Every entry that follows should be repeated exactly; drop the images.

— Saved entries —
'''
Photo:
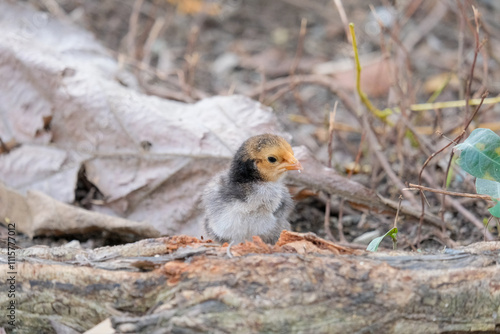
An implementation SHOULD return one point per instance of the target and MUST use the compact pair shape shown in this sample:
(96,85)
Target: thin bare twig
(152,37)
(343,18)
(132,31)
(328,231)
(340,225)
(451,193)
(456,141)
(295,64)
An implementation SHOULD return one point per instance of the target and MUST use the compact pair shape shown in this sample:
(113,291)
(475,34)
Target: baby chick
(250,199)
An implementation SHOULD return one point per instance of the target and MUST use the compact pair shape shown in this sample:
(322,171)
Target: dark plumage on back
(250,199)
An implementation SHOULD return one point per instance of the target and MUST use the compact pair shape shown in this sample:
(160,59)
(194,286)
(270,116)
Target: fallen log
(303,284)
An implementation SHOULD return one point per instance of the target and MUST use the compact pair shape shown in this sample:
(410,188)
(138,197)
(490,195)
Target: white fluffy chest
(240,220)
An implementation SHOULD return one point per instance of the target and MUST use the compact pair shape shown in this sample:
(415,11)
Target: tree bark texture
(303,284)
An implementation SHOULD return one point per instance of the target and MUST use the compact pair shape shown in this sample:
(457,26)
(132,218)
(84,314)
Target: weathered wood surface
(302,285)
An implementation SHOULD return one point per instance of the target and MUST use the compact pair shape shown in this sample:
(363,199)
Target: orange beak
(291,163)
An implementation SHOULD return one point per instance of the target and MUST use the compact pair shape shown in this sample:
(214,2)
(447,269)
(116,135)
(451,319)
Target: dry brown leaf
(39,214)
(150,157)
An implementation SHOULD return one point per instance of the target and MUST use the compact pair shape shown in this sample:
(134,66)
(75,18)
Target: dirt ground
(296,57)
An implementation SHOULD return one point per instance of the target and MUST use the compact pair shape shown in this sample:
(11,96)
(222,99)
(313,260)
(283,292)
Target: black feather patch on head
(243,168)
(264,141)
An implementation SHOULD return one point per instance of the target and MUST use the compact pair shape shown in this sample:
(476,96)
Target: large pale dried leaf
(39,214)
(149,157)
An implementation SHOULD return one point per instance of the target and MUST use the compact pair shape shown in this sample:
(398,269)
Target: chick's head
(273,156)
'''
— Answer to this task —
Photo:
An implementation SHOULD return one point per instance of the target and MUST use the compact pair shape shown in this sample:
(96,85)
Target: thin bare twig
(152,37)
(343,18)
(132,31)
(328,231)
(340,225)
(451,193)
(456,141)
(295,64)
An implementation SHOULD return one point per instance of the target and MUST use the compact pair shape shown in this sample:
(113,291)
(475,34)
Target: baby chick
(250,199)
An implementation SHOULD return one point per instance of the target and MUST use the compact pair shape shown in this sample:
(322,171)
Target: dark plumage on back
(250,199)
An implementation SHOULD return one point per instance of the target and MUST use the compact pair shape shown in this sample:
(160,59)
(194,286)
(270,116)
Target: fallen log
(303,284)
An implementation SHOULD return one point per instance of the target and MUST use the compact pair shape shown in this sample:
(410,188)
(138,197)
(490,195)
Target: white fluffy chest
(240,220)
An implementation SHOULD return one point per instance of the target and MUST use the compact pair shape shown in this sample:
(415,11)
Target: tree bark texture
(303,284)
An implementation SHOULD return one point per instance of the target and MUST use the compact pair shape shown in this sample:
(457,26)
(132,218)
(84,314)
Target: weathered wood surface
(302,285)
An implementation SHOULD return one point per instance of the target and MUST use the compact pair shape shown in this sample:
(363,199)
Target: orange beak
(291,163)
An implementation SHOULD return one point per instance of the target and MUST use the compact pair shape shown in this sample:
(214,2)
(447,269)
(116,135)
(451,319)
Target: dry brown leaf
(39,214)
(150,157)
An implementation SHOULD return one point per instance of the target and MUST use the compact pair shape shown in this sample:
(134,66)
(75,18)
Target: dirt ground
(296,57)
An implementation SHOULD return one point per instance of the target and MUST use the compact pair shape shown in this sample:
(11,96)
(222,99)
(313,260)
(283,292)
Target: black feather patch on head
(243,168)
(264,141)
An implementation SHOULD return one point per instance of the target and MUST use the compact pair shape shown in this sample:
(476,96)
Target: large pale dried leaf
(39,214)
(149,157)
An implementation SHOULD return one point per instance of the target and MUST use the compact pair shape shown in this sample:
(398,269)
Target: chick's head
(273,156)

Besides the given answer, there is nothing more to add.